_Task to complete_: Copy the lines of the records word for word, from the line containing "draw the outline of the fluffy orange fur" through the end of the records, including both ends.
#### Material for the task
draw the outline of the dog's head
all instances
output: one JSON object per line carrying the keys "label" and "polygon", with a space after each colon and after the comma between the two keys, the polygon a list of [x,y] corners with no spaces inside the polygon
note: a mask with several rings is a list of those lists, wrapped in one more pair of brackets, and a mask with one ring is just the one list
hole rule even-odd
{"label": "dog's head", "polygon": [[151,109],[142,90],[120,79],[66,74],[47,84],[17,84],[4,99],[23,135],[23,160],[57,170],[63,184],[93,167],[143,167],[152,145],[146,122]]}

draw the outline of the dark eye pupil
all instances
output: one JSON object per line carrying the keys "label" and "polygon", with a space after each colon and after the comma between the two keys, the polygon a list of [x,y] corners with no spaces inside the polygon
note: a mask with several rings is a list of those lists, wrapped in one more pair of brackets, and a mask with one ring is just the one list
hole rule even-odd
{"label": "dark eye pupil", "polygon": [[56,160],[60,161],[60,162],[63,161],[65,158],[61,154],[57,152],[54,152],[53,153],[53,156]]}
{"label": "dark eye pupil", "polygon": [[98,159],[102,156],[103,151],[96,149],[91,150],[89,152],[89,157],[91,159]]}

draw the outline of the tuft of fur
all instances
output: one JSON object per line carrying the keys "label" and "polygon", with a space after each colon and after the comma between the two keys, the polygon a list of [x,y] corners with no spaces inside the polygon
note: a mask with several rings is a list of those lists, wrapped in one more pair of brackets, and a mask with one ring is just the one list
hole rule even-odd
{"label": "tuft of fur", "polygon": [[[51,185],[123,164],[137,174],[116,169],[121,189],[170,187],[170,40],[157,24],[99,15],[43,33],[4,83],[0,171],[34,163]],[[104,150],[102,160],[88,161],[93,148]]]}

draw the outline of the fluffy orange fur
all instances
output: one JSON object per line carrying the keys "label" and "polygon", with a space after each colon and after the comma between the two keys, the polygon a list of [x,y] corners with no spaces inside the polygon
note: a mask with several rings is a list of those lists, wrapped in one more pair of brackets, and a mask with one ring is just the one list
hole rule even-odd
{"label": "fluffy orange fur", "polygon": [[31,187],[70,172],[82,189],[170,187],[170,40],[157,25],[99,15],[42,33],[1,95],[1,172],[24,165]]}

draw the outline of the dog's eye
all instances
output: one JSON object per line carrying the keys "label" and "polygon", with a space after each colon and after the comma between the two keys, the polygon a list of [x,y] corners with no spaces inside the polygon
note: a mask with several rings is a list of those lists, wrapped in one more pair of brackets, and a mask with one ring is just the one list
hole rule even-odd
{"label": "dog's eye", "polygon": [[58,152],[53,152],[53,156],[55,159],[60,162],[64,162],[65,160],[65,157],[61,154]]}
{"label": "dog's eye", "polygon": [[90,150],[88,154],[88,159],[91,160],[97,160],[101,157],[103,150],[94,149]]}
########
_Solution for this task_:
draw the outline of the fluffy orange fur
all instances
output: one JSON object per line carrying the keys "label" and "polygon", with a space after each colon and after the comma between the two keys, the polygon a list of [x,y] corners with no spaces inside the polygon
note: a mask with several rings is a list of those lists, wrapped in one more pair of brackets, and a mask with one ring is just the one list
hole rule even-odd
{"label": "fluffy orange fur", "polygon": [[31,187],[70,172],[82,189],[170,187],[170,40],[157,25],[99,15],[42,33],[1,95],[1,172],[24,165]]}

draw the outline of the dog's eye
all instances
output: one JSON object per line carrying the keys "label" and "polygon", with a space after each colon and after the comma between the two keys, the polygon a list of [x,y] corners with no spaces inside the polygon
note: a mask with several rings is a list of those lists, wrapped in one more pair of brackets, and a mask with one ring is just the one list
hole rule even-odd
{"label": "dog's eye", "polygon": [[58,152],[53,152],[53,156],[55,159],[60,162],[64,162],[65,160],[65,157],[61,154]]}
{"label": "dog's eye", "polygon": [[90,150],[88,154],[88,159],[91,160],[97,160],[101,157],[103,150],[94,149]]}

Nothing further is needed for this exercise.